*Required actions:*
(1) In the floor covering tips, what happens to marks on wood as the amount of grain increases?
(2) Reproduce the floor covering tips word for word from "Residential - Tips" up to and including "decision before buying.".
(3) Pick up the floor covering tips after their final sentence and keep writing the text.

*Reading passage:*
===============
Residential - Tips & tricks - Floor covering option

The perfect floor covering does not exist – they all have their pros and cons. Here’s a look at some of them to help you make an informed decision before buying.

Wood
While the choice of wood is certainly a question of taste and price, there are other factors involved. Texture and stain, to name two. You’ll also want to consider the hardness of the wood, as softwood is more easily damaged. If it’s for a child’s room, if it will see a lot of punishment from high heels or if you simply don’t care for marks and scratches, you’re better off with hardwood such as oak, ash, beech or maple rather than pine or cherry. There are more exotic woods available, such as mahogany, bamboo, jatoba and Brazilian cherry, that offer rich colours and superior durability. Here’s a tip: the more grain a wood has, the harder it is to see marks. And if you are a condo dweller, you might be surprised to learn that there are special floors on the market specially designed for your kind of building.
===============
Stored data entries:
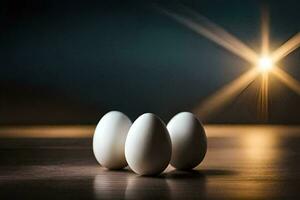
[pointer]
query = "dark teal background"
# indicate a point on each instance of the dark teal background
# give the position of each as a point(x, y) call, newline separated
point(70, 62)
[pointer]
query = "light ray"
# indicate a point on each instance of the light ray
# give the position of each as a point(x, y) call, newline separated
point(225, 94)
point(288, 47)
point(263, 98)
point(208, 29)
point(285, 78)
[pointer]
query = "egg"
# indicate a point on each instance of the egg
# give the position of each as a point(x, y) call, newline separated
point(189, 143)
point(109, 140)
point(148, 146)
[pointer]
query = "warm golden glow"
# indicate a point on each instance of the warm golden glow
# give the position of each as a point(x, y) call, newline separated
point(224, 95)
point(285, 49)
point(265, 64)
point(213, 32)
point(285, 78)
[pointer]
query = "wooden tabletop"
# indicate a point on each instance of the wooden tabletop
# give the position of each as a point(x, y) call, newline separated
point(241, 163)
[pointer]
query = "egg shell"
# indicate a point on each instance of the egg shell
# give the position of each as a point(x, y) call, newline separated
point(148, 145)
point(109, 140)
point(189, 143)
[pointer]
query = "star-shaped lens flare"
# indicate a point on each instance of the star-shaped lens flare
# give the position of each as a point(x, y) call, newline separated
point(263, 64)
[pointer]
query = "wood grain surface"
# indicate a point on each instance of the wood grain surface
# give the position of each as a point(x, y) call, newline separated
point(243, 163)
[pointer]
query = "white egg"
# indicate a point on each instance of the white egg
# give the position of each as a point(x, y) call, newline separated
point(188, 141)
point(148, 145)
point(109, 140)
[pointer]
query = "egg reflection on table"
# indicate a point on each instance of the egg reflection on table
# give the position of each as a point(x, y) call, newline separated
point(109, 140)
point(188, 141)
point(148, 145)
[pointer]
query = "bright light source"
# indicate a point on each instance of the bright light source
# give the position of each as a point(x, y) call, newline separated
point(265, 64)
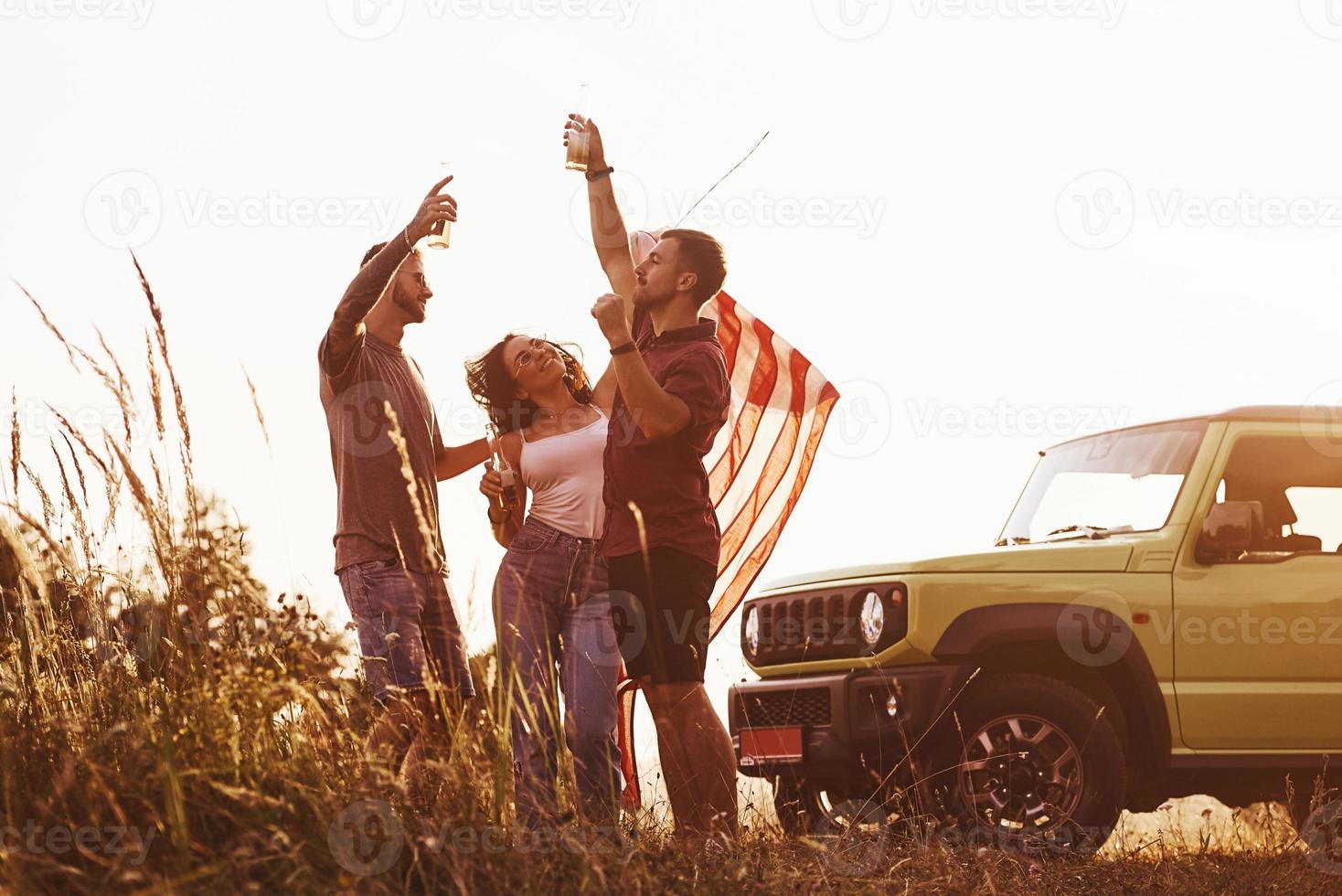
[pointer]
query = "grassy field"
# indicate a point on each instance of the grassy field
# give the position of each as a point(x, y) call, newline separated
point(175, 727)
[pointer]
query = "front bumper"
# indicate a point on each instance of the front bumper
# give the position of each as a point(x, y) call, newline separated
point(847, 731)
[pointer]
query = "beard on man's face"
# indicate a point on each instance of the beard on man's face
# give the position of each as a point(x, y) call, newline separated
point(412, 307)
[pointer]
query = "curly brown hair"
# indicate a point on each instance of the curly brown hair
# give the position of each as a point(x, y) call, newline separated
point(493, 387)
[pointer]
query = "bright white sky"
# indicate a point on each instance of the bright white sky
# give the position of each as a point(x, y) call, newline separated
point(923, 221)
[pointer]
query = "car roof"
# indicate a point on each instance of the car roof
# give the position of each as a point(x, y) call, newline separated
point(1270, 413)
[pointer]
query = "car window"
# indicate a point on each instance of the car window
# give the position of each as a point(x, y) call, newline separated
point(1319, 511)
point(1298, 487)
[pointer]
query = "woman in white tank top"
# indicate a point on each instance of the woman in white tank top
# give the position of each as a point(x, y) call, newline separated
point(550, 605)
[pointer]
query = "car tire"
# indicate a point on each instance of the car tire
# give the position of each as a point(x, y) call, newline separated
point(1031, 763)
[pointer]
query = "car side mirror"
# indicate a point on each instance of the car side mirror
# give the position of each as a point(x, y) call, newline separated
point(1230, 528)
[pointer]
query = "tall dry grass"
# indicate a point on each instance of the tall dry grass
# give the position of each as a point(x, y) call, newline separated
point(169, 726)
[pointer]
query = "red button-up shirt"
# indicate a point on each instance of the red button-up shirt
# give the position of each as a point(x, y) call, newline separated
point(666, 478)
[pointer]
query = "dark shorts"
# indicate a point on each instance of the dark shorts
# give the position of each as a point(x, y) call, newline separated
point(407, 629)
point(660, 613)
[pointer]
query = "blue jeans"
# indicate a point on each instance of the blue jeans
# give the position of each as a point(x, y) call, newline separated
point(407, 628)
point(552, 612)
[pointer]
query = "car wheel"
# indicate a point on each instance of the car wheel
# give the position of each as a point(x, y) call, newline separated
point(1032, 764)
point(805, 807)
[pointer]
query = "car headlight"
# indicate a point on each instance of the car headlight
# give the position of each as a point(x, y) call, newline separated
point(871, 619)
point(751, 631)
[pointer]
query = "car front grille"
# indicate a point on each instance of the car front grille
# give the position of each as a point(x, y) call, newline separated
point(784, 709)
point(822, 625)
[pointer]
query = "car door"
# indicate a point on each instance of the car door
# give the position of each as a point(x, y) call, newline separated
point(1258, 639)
===============
*Results in order:*
(1) The more grain a wood has, the harder it is to see marks.

(2)
Residential - Tips & tricks - Floor covering option

The perfect floor covering does not exist – they all have their pros and cons. Here’s a look at some of them to help you make an informed decision before buying.

(3)
These days most wood flooring is finished entirely at the factory. This means no dust or odours in your home from sanding and varnishing – nor the wait of three to five days before you can walk on it. With a pre-finished floor, you can use it right away. In addition to being easy to install, a factory-applied finish is more uniform and simply better: every prevarnished plank gets two coats, making the floor more wear resistant. They also receive a layer of ultraviolet protection to protect against fading. Factory-finished floors usually come with a 25-year guaranty for normal wear.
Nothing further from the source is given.